(Beginning of Dataset content)

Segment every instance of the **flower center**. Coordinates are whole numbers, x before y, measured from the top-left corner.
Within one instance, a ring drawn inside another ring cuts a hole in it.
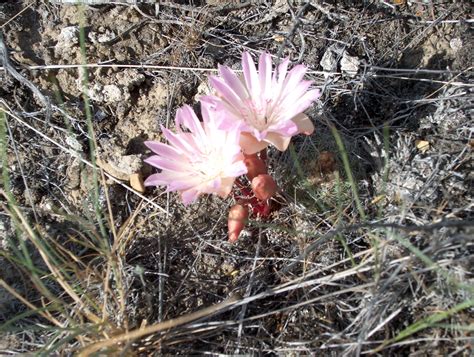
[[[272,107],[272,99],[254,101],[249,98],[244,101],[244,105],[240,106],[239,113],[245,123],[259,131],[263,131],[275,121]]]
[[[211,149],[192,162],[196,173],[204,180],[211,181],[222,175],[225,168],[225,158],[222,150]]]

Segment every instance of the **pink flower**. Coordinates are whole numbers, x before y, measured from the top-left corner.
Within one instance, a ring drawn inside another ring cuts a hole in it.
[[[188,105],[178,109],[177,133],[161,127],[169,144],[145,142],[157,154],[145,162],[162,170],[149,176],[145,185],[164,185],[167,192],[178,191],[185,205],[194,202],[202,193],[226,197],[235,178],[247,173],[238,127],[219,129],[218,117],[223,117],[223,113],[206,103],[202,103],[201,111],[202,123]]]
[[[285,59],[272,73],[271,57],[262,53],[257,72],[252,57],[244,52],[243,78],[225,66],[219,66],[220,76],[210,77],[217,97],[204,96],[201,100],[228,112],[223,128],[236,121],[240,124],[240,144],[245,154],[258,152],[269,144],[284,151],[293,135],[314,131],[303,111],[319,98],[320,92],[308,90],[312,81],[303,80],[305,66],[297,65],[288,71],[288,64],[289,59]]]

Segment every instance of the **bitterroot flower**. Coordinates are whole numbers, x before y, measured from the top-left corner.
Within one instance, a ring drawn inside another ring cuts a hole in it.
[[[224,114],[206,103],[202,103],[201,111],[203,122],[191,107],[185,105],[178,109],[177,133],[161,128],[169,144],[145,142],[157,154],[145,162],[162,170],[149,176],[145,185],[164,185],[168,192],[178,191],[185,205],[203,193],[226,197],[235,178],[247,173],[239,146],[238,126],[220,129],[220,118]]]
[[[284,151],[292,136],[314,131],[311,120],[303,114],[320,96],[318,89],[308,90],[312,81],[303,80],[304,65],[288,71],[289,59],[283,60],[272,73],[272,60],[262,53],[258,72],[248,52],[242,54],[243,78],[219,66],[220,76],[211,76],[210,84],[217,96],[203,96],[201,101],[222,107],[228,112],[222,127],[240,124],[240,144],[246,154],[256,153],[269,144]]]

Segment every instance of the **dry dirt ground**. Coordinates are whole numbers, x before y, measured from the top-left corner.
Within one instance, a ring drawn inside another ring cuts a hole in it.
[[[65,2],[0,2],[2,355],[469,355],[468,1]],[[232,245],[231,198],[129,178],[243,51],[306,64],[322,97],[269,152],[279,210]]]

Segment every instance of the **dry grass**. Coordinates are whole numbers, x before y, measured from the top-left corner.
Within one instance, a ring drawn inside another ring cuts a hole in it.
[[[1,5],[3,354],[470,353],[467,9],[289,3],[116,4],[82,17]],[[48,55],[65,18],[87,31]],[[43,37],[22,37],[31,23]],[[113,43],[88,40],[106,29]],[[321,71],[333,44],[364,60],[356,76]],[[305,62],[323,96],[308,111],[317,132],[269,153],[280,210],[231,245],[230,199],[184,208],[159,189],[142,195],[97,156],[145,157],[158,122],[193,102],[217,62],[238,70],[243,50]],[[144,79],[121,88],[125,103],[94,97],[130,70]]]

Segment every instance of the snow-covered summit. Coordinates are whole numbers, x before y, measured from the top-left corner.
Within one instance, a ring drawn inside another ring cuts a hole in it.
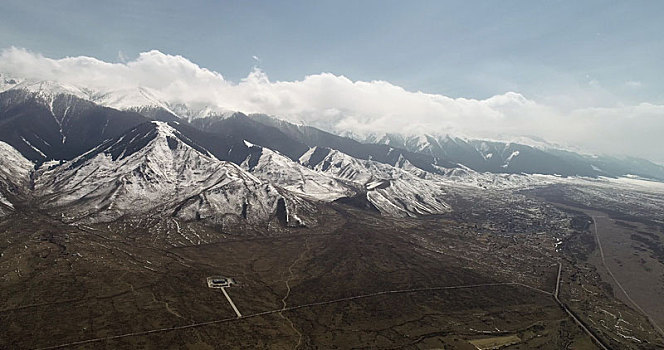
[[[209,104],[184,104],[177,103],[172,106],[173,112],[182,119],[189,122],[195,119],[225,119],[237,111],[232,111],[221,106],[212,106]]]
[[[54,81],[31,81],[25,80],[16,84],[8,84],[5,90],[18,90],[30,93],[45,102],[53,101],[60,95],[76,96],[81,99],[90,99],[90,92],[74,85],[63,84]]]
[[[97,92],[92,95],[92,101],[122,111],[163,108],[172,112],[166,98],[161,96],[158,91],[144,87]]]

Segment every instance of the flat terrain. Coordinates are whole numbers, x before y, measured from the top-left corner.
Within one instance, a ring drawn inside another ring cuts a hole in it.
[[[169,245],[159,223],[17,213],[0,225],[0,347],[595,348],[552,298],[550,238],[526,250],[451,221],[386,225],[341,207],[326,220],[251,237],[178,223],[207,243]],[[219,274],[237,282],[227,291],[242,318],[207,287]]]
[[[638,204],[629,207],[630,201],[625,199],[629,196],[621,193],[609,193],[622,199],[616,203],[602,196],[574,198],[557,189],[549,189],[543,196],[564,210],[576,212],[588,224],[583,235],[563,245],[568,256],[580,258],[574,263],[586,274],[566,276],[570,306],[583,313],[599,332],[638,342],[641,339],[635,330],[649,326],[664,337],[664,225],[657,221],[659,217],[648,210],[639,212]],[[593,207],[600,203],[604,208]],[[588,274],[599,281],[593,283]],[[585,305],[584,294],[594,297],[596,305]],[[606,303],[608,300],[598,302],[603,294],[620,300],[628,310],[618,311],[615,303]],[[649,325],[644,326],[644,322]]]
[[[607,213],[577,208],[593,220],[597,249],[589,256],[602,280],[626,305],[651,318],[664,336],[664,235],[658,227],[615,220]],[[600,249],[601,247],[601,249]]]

(End of Dataset content)
(Beginning of Dataset content)

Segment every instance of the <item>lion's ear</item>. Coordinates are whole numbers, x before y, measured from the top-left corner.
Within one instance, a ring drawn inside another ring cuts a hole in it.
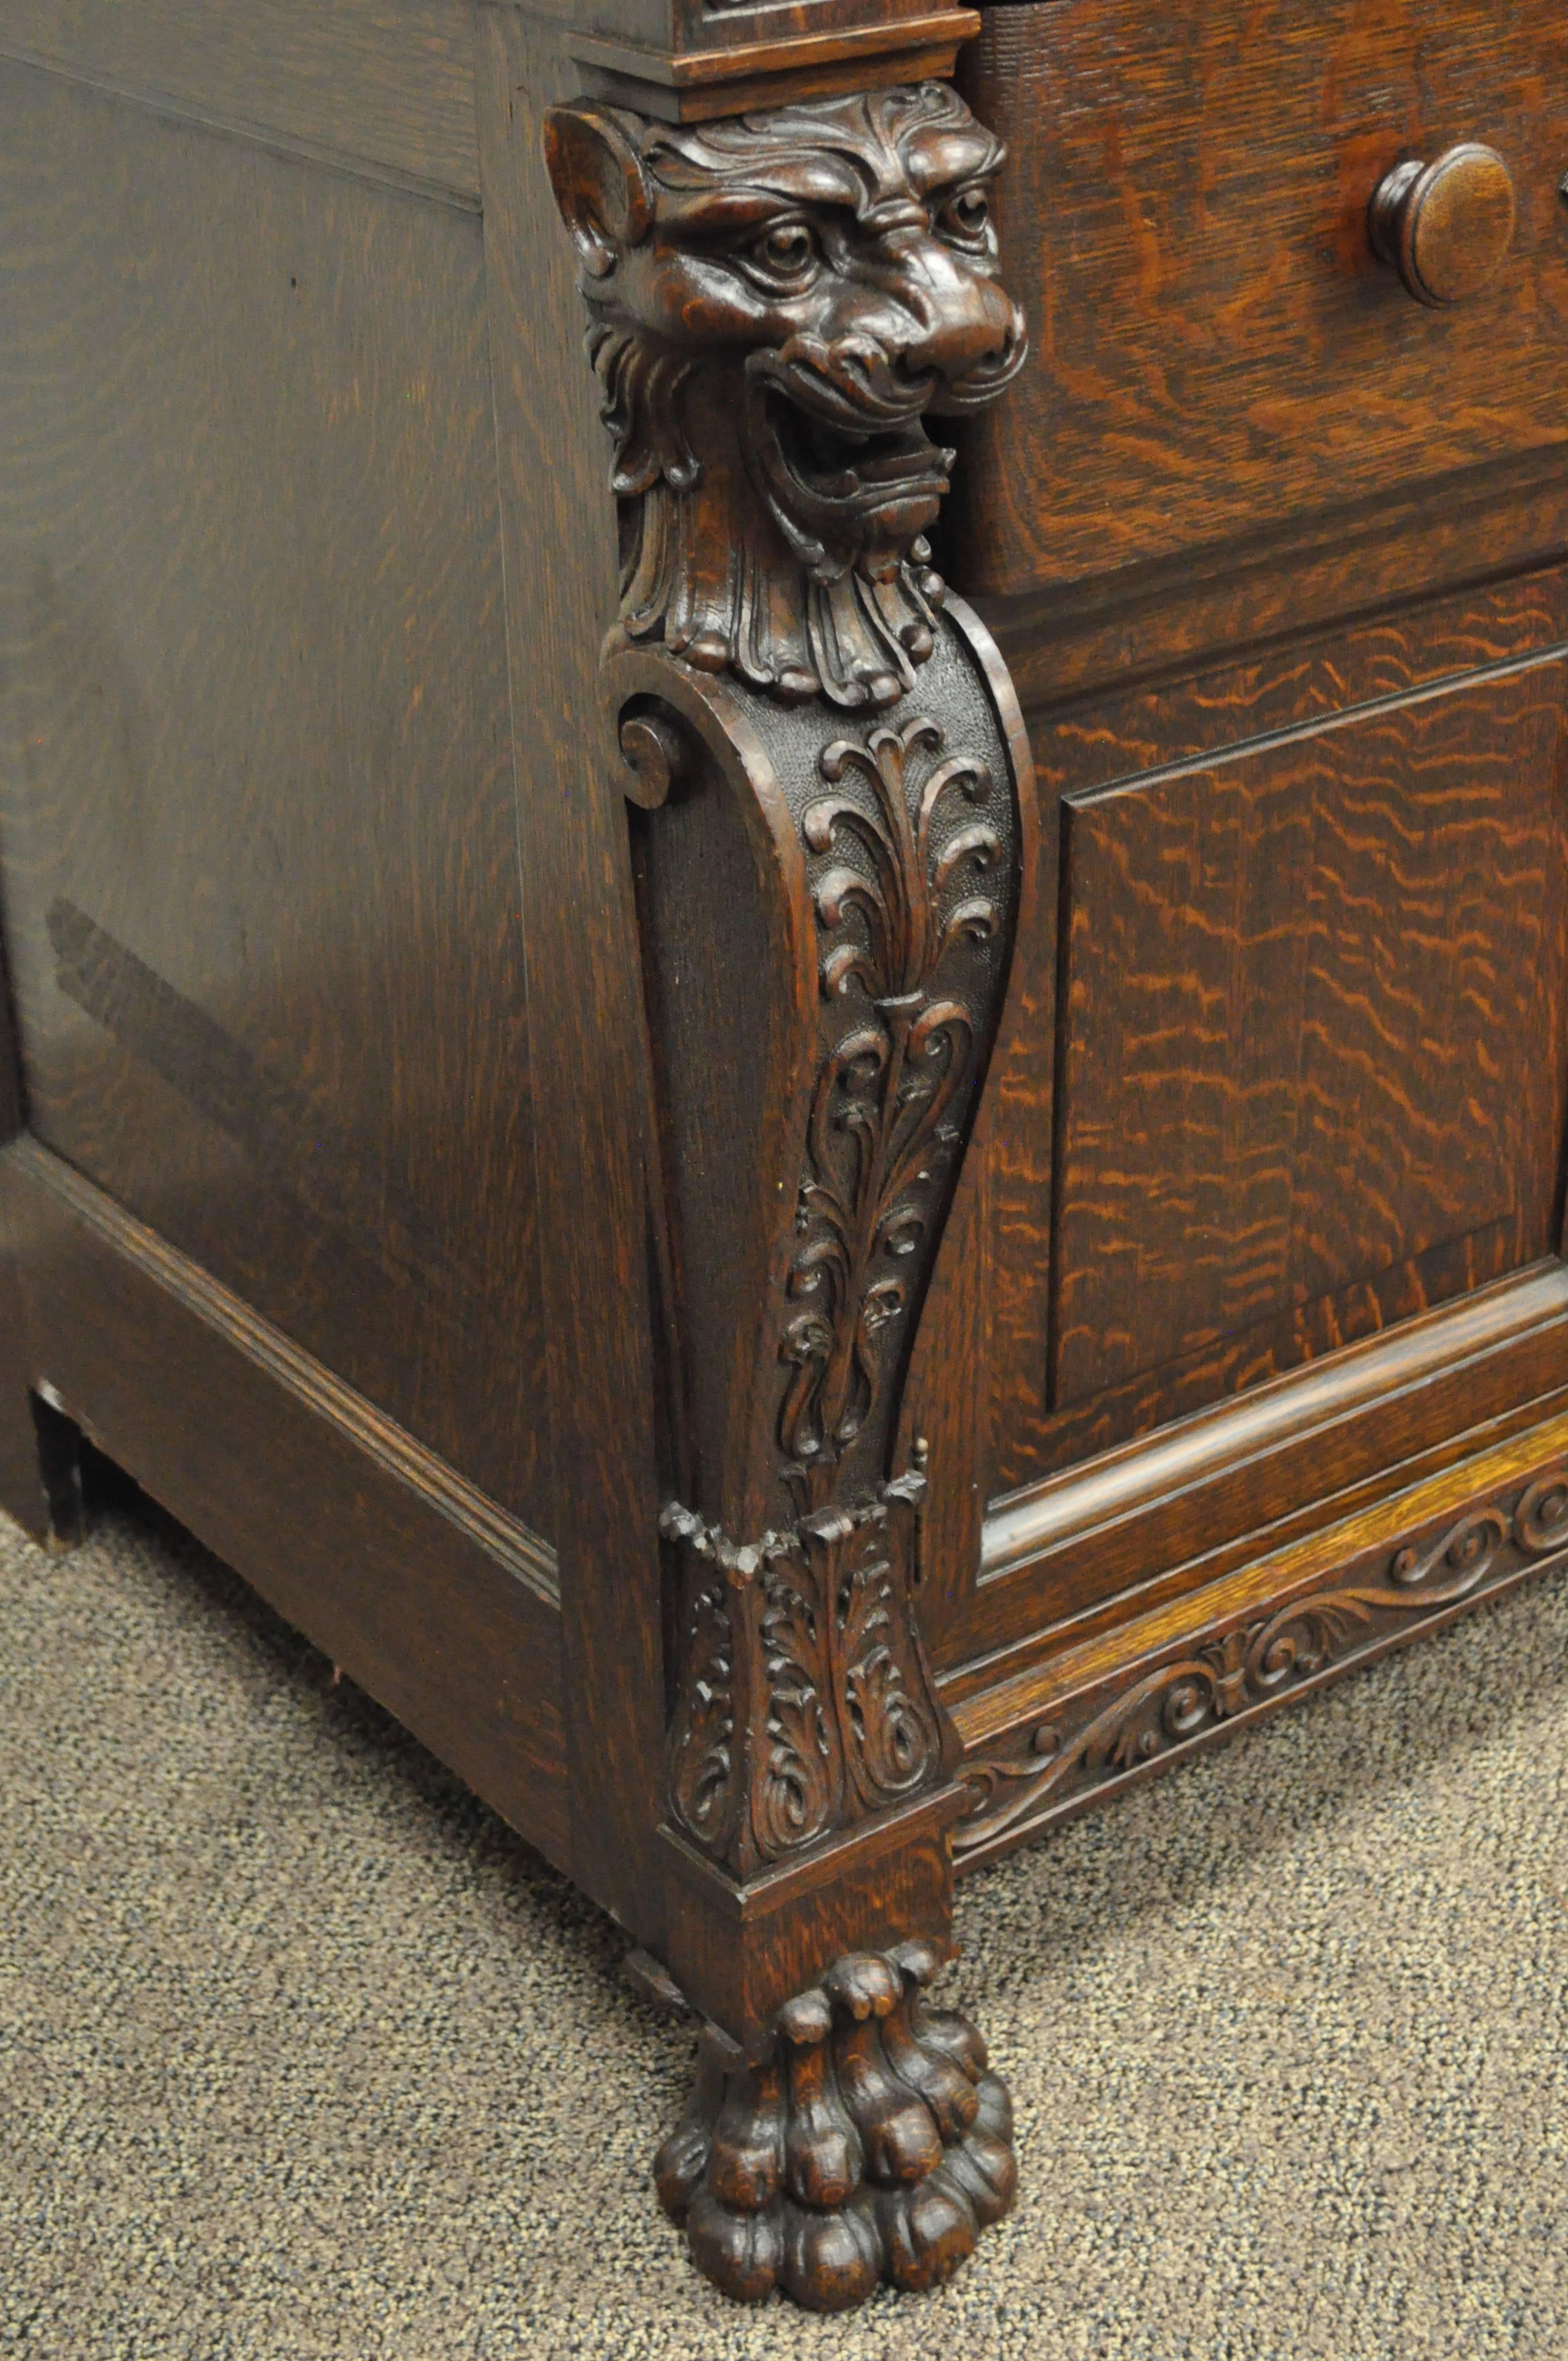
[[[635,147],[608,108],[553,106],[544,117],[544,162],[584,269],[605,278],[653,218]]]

(End of Dataset content)

(Exercise directions):
What you write must match the listing exactly, from the line with "Segment every instance of the **flower" up to and including the line with "Segment every instance of the **pink". Pictures stay out.

(Expected answer):
Segment every instance of the **flower center**. Coordinates are whole numbers, x before y, measured from the top-left corner.
Within one instance, a ring drawn inside another ring cuts a hole in it.
[[[272,107],[272,99],[254,101],[249,98],[244,101],[244,105],[240,106],[239,113],[245,123],[259,131],[263,131],[275,121]]]
[[[211,149],[192,162],[196,173],[204,180],[211,181],[222,175],[225,168],[225,158],[222,150]]]

Segment every instance of the **pink flower**. Coordinates are whole numbers, x before y, measured from the top-left corner.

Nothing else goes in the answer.